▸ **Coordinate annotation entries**
____________________

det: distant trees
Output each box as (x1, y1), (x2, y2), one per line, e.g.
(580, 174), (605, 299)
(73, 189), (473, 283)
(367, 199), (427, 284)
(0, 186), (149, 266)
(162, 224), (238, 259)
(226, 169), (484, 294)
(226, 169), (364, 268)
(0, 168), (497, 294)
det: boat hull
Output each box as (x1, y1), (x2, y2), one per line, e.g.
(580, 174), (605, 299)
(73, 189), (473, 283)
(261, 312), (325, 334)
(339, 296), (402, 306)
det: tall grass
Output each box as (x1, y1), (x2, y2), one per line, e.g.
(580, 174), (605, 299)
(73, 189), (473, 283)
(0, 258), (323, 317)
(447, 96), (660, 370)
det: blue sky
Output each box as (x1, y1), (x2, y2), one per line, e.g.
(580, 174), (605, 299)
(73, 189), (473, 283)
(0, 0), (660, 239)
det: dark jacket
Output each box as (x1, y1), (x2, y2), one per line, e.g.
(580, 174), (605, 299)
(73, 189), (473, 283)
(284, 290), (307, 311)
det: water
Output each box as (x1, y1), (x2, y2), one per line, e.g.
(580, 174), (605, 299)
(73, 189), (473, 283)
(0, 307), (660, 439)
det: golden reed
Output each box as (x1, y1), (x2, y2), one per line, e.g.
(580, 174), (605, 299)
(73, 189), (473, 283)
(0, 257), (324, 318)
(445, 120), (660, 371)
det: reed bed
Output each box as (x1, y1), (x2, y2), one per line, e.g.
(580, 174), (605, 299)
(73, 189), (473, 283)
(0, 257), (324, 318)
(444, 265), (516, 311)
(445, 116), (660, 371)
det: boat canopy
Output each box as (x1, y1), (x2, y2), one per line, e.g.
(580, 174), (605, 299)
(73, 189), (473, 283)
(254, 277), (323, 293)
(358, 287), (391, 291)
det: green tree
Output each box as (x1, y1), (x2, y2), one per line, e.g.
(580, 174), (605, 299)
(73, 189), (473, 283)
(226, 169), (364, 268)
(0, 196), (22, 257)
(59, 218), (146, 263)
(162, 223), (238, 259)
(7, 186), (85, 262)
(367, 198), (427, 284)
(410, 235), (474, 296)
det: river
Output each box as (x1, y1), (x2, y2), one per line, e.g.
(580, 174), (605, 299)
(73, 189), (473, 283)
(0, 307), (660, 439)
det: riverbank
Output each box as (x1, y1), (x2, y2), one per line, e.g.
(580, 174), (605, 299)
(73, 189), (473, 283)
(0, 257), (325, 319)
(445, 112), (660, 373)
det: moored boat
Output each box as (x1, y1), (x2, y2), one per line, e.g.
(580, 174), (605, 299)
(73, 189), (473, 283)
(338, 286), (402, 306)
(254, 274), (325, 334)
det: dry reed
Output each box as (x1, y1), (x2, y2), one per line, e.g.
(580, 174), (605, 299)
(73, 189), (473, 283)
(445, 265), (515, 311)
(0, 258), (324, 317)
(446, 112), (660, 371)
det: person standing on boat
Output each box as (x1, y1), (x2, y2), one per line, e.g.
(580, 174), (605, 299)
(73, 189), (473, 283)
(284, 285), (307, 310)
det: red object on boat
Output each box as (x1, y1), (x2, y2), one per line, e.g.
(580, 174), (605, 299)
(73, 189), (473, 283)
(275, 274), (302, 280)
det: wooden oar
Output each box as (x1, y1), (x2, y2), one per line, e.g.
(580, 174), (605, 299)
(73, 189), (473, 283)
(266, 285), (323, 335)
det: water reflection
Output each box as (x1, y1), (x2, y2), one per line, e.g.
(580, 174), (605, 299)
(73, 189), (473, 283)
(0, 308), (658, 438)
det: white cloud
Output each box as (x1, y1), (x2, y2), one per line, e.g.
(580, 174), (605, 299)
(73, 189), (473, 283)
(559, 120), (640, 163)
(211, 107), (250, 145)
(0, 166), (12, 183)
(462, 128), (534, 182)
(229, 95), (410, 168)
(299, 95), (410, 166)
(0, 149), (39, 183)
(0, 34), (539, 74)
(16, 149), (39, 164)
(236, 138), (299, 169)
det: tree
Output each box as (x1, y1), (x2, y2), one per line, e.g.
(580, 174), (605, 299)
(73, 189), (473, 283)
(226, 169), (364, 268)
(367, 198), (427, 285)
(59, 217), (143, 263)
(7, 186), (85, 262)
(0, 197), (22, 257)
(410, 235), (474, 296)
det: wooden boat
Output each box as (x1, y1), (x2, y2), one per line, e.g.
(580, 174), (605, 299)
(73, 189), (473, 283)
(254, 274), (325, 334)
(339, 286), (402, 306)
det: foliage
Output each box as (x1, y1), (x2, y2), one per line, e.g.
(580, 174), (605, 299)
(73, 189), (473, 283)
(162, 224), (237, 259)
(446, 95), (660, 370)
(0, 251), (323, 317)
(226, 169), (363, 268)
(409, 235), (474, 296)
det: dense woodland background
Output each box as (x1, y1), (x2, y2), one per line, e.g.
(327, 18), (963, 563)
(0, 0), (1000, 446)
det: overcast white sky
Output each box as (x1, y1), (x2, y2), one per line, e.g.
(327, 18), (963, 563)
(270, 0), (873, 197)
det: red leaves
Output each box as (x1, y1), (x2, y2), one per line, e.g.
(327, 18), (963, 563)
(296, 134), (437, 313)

____________________

▸ **Directions for this task**
Return all of the records above, copying every line character for character with nothing altered, added, or left out.

▸ **Finished answer**
det: distant trees
Output each box as (x1, y1), (x2, y2), one per line, e.g.
(580, 174), (605, 299)
(73, 189), (473, 283)
(367, 199), (427, 284)
(0, 186), (149, 266)
(162, 224), (238, 259)
(226, 169), (484, 294)
(226, 169), (364, 268)
(0, 168), (497, 294)
det: boat hull
Output each box as (x1, y1), (x2, y2), one per line, e.g.
(580, 174), (605, 299)
(73, 189), (473, 283)
(261, 312), (325, 334)
(339, 296), (402, 306)
det: tall grass
Output each box as (x1, y1), (x2, y2), one per line, e.g.
(580, 174), (605, 299)
(73, 189), (473, 283)
(0, 258), (323, 317)
(447, 96), (660, 370)
det: blue sky
Output each box as (x1, y1), (x2, y2), one per line, e.g.
(580, 174), (605, 299)
(73, 189), (473, 283)
(0, 0), (660, 239)
det: dark jacket
Output each box as (x1, y1), (x2, y2), one per line, e.g.
(580, 174), (605, 299)
(73, 189), (473, 283)
(284, 290), (307, 311)
det: water
Output each box as (x1, y1), (x2, y2), one per line, e.g.
(580, 174), (605, 299)
(73, 189), (473, 283)
(0, 307), (660, 439)
det: golden reed
Output each box as (x1, y1), (x2, y2), one per line, e.g.
(580, 174), (605, 299)
(73, 189), (473, 283)
(0, 257), (324, 318)
(445, 120), (660, 371)
det: reed bed
Output each box as (x1, y1), (x2, y2), one per line, e.g.
(580, 174), (605, 299)
(73, 189), (473, 283)
(0, 257), (324, 318)
(444, 265), (516, 311)
(445, 116), (660, 371)
det: boat canopy
Output each box as (x1, y1), (x2, y2), one per line, e.g.
(580, 174), (605, 299)
(73, 189), (473, 283)
(254, 277), (323, 293)
(358, 287), (391, 291)
det: green tree
Output each box as (x1, y1), (x2, y2), one per line, e.g.
(580, 174), (605, 299)
(73, 189), (473, 283)
(226, 169), (364, 268)
(0, 196), (22, 257)
(59, 218), (146, 263)
(162, 223), (238, 259)
(7, 186), (85, 262)
(367, 198), (427, 284)
(410, 235), (474, 296)
det: river
Output each box as (x1, y1), (x2, y2), one per line, e.g.
(580, 174), (605, 299)
(73, 189), (473, 283)
(0, 307), (660, 439)
det: riverbank
Output each box as (x1, y1), (x2, y2), one per line, e.g.
(580, 174), (605, 299)
(73, 189), (473, 283)
(0, 257), (325, 319)
(445, 112), (660, 373)
det: moored boat
Output each box as (x1, y1), (x2, y2), one per line, e.g.
(580, 174), (605, 299)
(73, 189), (473, 283)
(338, 286), (402, 306)
(254, 274), (325, 334)
det: dry reed
Output each box as (x1, y1), (x2, y2), one per line, e.g.
(580, 174), (605, 299)
(73, 189), (473, 283)
(445, 265), (515, 311)
(0, 258), (324, 317)
(446, 112), (660, 371)
det: person standing on boat
Output each box as (x1, y1), (x2, y2), one per line, e.g.
(580, 174), (605, 299)
(73, 189), (473, 283)
(284, 285), (307, 310)
det: red object on boat
Output each box as (x1, y1), (x2, y2), one per line, e.g.
(580, 174), (605, 299)
(73, 189), (473, 283)
(275, 274), (302, 280)
det: wooden oar
Output each box as (x1, y1), (x2, y2), one per line, e.g.
(580, 174), (605, 299)
(73, 189), (473, 283)
(266, 285), (323, 335)
det: water reflection
Output each box as (x1, y1), (x2, y2), one per line, e.g.
(580, 174), (605, 299)
(73, 189), (473, 283)
(0, 308), (658, 438)
det: white cloud
Output each box as (x1, y1), (x2, y2), one per line, e.g.
(580, 174), (605, 299)
(73, 189), (473, 283)
(559, 120), (640, 163)
(211, 107), (250, 145)
(0, 166), (12, 183)
(462, 128), (534, 182)
(229, 95), (410, 168)
(299, 95), (410, 166)
(0, 149), (39, 183)
(0, 34), (539, 74)
(16, 149), (39, 164)
(236, 138), (299, 169)
det: tree
Output each box as (x1, y1), (x2, y2), one per line, e.g.
(580, 174), (605, 299)
(73, 189), (473, 283)
(226, 169), (364, 268)
(367, 198), (427, 285)
(59, 217), (143, 263)
(7, 186), (85, 262)
(0, 197), (22, 257)
(410, 235), (474, 296)
det: wooden boat
Output each box as (x1, y1), (x2, y2), one per line, e.g.
(580, 174), (605, 299)
(73, 189), (473, 283)
(254, 274), (325, 334)
(339, 286), (402, 306)
det: foliage
Output each box as (x1, y1), (x2, y2), one per line, e.g.
(580, 174), (605, 299)
(73, 189), (473, 283)
(162, 224), (237, 259)
(446, 95), (660, 370)
(0, 251), (323, 317)
(226, 169), (363, 268)
(409, 235), (474, 296)
det: dense woodland background
Output each box as (x1, y1), (x2, y2), one per line, e.g.
(327, 18), (963, 563)
(0, 0), (1000, 446)
det: overcast white sky
Output each box as (x1, y1), (x2, y2), one per line, e.g.
(327, 18), (963, 563)
(270, 0), (873, 197)
det: red leaves
Output each box as (x1, y1), (x2, y2), one per line, e.g.
(327, 18), (963, 563)
(296, 134), (437, 313)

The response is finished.